GIVEN INSTRUCTION
Rewrite everything from the line containing "Could you spot the girl's curly" down to the end of the material, including the requests, and shift each coordinate in the answers up by 100.

-- BEGIN --

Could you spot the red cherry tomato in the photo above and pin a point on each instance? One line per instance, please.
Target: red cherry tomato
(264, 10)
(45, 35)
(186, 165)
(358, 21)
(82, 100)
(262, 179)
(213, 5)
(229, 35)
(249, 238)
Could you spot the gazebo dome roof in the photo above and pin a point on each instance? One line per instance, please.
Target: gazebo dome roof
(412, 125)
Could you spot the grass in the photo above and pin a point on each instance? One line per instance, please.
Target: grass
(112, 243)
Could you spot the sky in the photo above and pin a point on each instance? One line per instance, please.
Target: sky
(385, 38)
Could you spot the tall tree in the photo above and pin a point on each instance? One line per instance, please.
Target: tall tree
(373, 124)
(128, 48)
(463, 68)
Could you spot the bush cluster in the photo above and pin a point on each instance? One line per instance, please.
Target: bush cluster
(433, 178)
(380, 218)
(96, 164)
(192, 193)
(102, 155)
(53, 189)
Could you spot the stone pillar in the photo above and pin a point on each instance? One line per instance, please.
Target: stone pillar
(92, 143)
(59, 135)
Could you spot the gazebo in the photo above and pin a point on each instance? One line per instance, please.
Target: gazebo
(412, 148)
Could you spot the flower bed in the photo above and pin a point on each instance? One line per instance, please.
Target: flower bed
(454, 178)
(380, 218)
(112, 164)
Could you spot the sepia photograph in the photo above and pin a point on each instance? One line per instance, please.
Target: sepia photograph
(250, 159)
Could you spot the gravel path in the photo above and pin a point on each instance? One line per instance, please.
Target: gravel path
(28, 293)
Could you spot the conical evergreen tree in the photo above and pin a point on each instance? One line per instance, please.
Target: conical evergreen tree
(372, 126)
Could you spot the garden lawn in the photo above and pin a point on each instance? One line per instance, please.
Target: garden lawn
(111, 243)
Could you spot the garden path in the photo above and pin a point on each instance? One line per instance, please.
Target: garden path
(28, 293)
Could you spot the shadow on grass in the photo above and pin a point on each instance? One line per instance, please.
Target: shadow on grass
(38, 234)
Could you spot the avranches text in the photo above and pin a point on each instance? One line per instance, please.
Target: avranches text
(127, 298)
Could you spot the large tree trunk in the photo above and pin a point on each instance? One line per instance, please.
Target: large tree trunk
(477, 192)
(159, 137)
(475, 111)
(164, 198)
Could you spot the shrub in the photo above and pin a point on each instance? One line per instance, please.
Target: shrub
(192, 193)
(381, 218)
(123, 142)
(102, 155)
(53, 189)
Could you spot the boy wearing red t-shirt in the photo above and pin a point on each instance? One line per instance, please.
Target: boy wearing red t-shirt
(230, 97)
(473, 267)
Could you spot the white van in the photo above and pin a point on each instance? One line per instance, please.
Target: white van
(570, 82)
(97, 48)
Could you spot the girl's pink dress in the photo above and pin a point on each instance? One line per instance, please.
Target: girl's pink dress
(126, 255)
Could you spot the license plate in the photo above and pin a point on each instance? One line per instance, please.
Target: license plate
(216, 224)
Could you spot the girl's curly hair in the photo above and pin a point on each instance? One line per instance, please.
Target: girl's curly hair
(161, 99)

-- END --

FINAL ANSWER
Could you spot the girl's curly hair in the photo above and pin a point on each instance? One line per instance, please.
Target: girl's curly hair
(261, 199)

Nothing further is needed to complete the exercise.